→ Directions for this task:
Quote every line of each item below, word for word and in the same order.
^^^^^^^^
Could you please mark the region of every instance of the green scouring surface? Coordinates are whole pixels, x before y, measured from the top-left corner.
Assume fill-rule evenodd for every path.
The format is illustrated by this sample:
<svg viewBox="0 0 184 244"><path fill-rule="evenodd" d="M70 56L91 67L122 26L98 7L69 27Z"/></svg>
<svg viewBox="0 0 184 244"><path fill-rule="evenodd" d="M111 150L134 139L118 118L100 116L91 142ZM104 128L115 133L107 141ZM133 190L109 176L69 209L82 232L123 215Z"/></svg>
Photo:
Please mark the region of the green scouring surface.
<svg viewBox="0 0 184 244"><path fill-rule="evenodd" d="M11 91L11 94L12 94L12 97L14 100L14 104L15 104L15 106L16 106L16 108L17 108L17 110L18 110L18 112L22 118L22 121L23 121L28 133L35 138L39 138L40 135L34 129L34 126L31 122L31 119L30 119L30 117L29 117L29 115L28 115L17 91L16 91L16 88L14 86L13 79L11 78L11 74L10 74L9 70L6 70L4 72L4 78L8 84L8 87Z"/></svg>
^^^^^^^^
→ Result below:
Could you please mark the region of every instance of the green scouring surface? Coordinates are whole pixels, x before y, measured from the top-left corner.
Assume fill-rule evenodd for every path.
The format is illustrated by this sample:
<svg viewBox="0 0 184 244"><path fill-rule="evenodd" d="M70 56L91 67L122 26L98 7L69 27Z"/></svg>
<svg viewBox="0 0 184 244"><path fill-rule="evenodd" d="M111 150L134 139L118 118L100 116L91 142ZM104 128L115 133L107 141ZM133 190L109 176L69 209L82 232L123 215Z"/></svg>
Photo:
Please mark the region of the green scouring surface.
<svg viewBox="0 0 184 244"><path fill-rule="evenodd" d="M11 91L11 94L12 94L12 97L14 100L14 104L15 104L15 106L16 106L16 108L17 108L17 110L18 110L18 112L22 118L22 121L23 121L28 133L35 138L39 138L40 135L34 129L34 126L31 122L31 119L30 119L30 117L29 117L29 115L28 115L17 91L16 91L16 88L14 86L13 79L11 78L11 74L10 74L9 70L6 70L4 72L4 78L8 84L8 87Z"/></svg>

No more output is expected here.